Rewrite the material below with "window pane" changed to "glass panel" and every other line kept as it is.
%%
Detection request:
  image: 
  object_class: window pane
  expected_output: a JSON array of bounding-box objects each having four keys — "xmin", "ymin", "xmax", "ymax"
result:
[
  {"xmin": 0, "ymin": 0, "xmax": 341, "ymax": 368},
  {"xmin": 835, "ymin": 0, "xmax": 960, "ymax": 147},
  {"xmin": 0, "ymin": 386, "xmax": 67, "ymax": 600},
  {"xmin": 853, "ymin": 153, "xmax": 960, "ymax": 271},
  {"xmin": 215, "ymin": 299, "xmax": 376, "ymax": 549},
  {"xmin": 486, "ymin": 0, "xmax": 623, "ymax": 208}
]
%%
| Solution for this exercise |
Detection request:
  image: 
  object_class: glass panel
  expected_output: a JSON array of bounding-box objects each having four keys — "xmin", "ymin", "xmax", "ymax"
result:
[
  {"xmin": 0, "ymin": 0, "xmax": 341, "ymax": 368},
  {"xmin": 835, "ymin": 0, "xmax": 960, "ymax": 147},
  {"xmin": 0, "ymin": 386, "xmax": 67, "ymax": 600},
  {"xmin": 853, "ymin": 153, "xmax": 960, "ymax": 271},
  {"xmin": 215, "ymin": 299, "xmax": 376, "ymax": 549},
  {"xmin": 486, "ymin": 0, "xmax": 623, "ymax": 208}
]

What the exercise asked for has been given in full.